Directions → Copy out everything from the line containing "Challenge accepted? Locate the roof" down to the line containing "[15, 192, 23, 279]", replacing "Locate" with "Find" and leaving all else unchanged.

[Dataset excerpt]
==*==
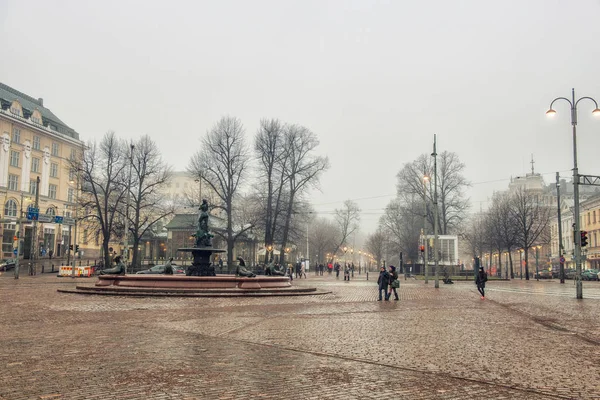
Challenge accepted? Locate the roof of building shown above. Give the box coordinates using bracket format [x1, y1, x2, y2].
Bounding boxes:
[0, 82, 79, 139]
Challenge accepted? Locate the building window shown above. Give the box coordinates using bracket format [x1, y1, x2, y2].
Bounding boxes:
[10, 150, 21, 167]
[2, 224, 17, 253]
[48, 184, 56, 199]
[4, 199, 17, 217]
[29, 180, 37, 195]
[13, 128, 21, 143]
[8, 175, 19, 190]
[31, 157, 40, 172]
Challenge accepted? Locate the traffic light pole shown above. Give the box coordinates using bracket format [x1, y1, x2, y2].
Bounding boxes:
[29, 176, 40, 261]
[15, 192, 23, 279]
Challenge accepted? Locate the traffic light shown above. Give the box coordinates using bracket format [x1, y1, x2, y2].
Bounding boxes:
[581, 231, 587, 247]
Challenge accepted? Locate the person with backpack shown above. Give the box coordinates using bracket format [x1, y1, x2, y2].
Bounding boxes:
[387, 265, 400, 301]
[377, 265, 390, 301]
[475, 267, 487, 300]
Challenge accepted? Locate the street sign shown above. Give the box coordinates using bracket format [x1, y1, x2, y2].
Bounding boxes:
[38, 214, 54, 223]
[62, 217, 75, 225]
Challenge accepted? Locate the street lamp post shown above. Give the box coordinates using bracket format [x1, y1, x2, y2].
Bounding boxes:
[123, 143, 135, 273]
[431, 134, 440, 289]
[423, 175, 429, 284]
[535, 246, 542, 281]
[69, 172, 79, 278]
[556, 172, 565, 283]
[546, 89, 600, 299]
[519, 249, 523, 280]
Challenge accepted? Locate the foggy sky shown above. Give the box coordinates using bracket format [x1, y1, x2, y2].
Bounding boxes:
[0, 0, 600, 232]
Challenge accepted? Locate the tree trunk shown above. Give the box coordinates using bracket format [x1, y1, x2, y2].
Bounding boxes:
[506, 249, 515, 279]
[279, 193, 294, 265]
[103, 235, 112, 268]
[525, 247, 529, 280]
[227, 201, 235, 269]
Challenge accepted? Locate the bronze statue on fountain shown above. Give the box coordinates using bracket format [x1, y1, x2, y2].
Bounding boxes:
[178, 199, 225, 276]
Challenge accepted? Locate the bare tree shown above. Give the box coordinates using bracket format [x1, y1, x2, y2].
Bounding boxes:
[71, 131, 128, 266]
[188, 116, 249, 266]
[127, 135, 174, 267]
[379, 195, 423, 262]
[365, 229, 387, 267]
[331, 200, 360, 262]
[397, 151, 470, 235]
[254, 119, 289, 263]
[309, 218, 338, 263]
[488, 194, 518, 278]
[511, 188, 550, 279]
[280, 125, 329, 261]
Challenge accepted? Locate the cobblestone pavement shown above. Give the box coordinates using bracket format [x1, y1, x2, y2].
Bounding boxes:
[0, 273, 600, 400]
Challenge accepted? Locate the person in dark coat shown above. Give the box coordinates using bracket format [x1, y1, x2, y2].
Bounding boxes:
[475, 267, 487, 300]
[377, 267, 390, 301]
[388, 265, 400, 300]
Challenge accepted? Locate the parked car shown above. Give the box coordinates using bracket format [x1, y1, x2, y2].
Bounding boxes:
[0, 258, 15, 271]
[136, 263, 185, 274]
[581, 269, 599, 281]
==*==
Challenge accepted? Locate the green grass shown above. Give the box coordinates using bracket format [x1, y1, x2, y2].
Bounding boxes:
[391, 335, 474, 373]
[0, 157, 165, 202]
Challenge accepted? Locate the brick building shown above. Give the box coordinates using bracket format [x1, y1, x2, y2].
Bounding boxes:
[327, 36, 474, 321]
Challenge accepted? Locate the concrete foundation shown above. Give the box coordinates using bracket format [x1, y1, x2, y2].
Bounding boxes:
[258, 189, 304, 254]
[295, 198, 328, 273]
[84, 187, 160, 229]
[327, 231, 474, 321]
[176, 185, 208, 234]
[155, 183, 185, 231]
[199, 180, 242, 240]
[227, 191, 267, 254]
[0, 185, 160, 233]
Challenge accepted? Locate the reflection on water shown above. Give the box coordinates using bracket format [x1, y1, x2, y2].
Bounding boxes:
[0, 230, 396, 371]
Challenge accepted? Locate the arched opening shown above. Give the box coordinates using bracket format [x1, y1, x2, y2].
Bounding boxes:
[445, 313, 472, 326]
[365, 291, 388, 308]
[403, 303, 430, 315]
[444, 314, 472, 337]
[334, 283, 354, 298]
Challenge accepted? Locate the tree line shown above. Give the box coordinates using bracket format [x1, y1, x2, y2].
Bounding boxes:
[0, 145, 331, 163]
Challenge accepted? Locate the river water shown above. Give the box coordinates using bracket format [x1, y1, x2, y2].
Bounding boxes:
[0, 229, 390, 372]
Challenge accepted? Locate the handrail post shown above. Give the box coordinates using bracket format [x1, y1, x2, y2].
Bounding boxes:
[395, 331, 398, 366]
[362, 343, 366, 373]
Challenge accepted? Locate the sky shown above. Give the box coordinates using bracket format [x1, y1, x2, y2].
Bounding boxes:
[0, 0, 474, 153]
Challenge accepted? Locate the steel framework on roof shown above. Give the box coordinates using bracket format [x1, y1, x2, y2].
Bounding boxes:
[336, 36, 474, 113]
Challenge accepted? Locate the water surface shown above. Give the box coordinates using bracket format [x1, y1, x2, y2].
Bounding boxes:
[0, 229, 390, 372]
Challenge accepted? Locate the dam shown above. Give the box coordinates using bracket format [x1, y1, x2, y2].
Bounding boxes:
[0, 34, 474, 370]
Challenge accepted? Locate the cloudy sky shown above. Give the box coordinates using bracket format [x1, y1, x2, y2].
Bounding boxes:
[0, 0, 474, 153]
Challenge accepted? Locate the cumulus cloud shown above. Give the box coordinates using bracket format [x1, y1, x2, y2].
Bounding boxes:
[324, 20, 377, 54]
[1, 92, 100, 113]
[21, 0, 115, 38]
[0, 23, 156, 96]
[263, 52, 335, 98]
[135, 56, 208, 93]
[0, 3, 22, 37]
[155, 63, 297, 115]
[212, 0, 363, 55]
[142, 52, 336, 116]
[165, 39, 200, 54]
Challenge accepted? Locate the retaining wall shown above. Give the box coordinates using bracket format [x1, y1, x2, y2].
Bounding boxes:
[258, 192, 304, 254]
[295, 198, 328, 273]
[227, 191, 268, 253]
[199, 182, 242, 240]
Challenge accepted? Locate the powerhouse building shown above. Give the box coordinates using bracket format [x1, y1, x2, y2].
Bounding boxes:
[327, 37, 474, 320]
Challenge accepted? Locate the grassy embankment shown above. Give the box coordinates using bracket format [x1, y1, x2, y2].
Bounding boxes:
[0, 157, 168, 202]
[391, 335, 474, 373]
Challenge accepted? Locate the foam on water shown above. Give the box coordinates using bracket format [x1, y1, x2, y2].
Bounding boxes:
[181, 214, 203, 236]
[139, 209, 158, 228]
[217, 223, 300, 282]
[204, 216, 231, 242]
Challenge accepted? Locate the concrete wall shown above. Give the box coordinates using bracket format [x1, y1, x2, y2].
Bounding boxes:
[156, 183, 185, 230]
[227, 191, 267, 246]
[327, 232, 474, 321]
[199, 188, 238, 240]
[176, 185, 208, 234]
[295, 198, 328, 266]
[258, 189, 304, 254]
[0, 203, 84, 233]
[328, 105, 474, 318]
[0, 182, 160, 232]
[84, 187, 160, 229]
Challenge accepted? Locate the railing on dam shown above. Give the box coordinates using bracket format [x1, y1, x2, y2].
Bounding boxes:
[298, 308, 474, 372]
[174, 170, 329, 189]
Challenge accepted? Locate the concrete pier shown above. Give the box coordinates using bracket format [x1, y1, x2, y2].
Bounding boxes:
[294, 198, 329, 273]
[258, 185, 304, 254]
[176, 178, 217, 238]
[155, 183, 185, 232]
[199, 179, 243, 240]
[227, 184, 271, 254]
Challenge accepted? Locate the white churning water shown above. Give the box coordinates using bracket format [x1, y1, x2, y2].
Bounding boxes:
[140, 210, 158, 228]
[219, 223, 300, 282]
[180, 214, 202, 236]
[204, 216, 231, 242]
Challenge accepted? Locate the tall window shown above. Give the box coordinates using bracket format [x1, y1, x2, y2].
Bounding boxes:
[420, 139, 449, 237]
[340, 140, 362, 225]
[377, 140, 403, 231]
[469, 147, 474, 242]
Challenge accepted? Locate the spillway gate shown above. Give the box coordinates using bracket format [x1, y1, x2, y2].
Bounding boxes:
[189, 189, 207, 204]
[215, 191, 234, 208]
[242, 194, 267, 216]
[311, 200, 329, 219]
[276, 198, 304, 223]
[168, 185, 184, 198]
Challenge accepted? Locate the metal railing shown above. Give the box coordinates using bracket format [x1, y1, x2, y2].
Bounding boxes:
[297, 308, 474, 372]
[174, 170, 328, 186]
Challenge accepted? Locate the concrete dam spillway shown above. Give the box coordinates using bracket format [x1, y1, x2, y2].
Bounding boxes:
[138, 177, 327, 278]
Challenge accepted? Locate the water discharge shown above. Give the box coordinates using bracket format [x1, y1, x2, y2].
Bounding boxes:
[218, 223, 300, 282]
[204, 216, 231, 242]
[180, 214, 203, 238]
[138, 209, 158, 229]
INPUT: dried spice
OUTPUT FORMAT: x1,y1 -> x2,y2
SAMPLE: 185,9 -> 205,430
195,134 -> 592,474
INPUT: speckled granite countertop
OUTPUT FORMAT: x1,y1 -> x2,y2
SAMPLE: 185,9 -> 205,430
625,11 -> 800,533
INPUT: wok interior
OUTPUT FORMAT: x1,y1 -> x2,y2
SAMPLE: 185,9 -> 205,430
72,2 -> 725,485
==*==
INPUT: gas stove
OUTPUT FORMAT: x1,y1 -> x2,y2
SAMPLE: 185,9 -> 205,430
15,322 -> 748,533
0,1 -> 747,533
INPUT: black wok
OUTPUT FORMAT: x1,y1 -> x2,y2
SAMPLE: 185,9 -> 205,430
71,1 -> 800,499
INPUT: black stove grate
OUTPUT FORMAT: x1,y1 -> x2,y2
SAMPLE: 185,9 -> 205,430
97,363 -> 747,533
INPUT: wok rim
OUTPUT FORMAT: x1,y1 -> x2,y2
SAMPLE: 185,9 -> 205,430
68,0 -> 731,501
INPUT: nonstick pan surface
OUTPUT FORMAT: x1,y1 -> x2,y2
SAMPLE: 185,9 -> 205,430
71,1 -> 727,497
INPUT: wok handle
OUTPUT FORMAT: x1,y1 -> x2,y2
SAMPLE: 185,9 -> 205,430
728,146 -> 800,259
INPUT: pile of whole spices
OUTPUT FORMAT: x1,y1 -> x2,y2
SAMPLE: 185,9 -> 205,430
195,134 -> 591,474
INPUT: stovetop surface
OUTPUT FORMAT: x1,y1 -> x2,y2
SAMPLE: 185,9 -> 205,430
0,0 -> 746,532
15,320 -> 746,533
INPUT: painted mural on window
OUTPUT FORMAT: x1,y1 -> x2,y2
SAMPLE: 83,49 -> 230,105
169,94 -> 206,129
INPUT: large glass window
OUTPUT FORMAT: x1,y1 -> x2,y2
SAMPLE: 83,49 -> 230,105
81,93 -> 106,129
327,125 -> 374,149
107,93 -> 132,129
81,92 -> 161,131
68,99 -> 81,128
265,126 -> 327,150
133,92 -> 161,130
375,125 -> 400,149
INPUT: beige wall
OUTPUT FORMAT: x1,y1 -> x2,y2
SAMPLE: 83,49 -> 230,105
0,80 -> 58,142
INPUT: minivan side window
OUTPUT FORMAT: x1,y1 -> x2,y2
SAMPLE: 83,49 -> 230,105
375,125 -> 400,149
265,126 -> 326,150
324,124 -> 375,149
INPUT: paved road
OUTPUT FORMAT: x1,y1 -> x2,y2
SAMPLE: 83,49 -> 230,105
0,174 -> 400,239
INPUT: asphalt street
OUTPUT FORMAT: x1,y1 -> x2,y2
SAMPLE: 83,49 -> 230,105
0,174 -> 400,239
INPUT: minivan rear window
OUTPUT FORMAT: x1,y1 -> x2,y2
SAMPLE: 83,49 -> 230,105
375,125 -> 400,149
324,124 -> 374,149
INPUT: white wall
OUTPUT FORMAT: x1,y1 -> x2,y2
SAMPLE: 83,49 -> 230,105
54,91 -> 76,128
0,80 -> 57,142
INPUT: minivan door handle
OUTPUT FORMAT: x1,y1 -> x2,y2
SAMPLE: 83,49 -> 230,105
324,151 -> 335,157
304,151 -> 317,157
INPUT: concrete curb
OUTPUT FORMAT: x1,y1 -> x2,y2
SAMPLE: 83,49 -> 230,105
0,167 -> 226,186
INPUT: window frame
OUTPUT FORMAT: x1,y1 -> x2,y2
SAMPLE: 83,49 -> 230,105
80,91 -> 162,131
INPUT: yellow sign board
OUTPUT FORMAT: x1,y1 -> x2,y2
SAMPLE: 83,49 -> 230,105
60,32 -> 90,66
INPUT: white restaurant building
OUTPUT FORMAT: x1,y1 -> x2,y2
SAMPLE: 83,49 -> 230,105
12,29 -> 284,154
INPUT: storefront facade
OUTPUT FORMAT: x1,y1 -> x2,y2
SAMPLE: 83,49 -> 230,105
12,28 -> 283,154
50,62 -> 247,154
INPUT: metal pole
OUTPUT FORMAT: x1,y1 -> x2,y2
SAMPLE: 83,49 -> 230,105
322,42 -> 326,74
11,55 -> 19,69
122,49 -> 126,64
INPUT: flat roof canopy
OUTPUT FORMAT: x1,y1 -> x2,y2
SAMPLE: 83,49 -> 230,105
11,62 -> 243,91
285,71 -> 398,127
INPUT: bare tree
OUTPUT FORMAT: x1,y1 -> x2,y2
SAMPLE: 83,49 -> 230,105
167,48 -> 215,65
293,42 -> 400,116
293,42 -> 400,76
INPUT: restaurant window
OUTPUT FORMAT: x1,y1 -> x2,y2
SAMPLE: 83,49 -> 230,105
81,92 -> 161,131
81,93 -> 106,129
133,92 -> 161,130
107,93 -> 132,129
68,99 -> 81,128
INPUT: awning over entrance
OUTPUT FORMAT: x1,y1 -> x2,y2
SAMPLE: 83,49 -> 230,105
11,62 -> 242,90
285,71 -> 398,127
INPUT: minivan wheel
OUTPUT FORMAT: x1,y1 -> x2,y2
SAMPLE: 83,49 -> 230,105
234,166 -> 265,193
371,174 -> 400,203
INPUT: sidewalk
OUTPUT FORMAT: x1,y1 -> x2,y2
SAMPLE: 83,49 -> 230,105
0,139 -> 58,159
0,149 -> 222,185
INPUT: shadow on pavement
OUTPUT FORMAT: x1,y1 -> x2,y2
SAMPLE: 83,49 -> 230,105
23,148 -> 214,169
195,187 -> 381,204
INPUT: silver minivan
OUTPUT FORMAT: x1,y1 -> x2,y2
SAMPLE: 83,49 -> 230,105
==*==
Final answer →
Challenge accepted? Find the roof of building shown above. Give the box coordinates using bracket format [x1, y1, x2, y2].
Bounding boxes:
[0, 82, 79, 139]
Challenge accepted? Find the building window shown above. Give the box coordinates using bracket format [x1, y1, x2, y2].
Bounding boxes:
[10, 150, 21, 167]
[2, 224, 17, 253]
[48, 184, 56, 199]
[4, 199, 17, 217]
[29, 180, 37, 195]
[13, 128, 21, 143]
[8, 175, 19, 190]
[31, 157, 40, 172]
Challenge accepted? Find the traffic light pole shown above. Give the box coordinates using bracket format [x1, y1, x2, y2].
Bounding boxes:
[29, 176, 40, 261]
[15, 192, 23, 279]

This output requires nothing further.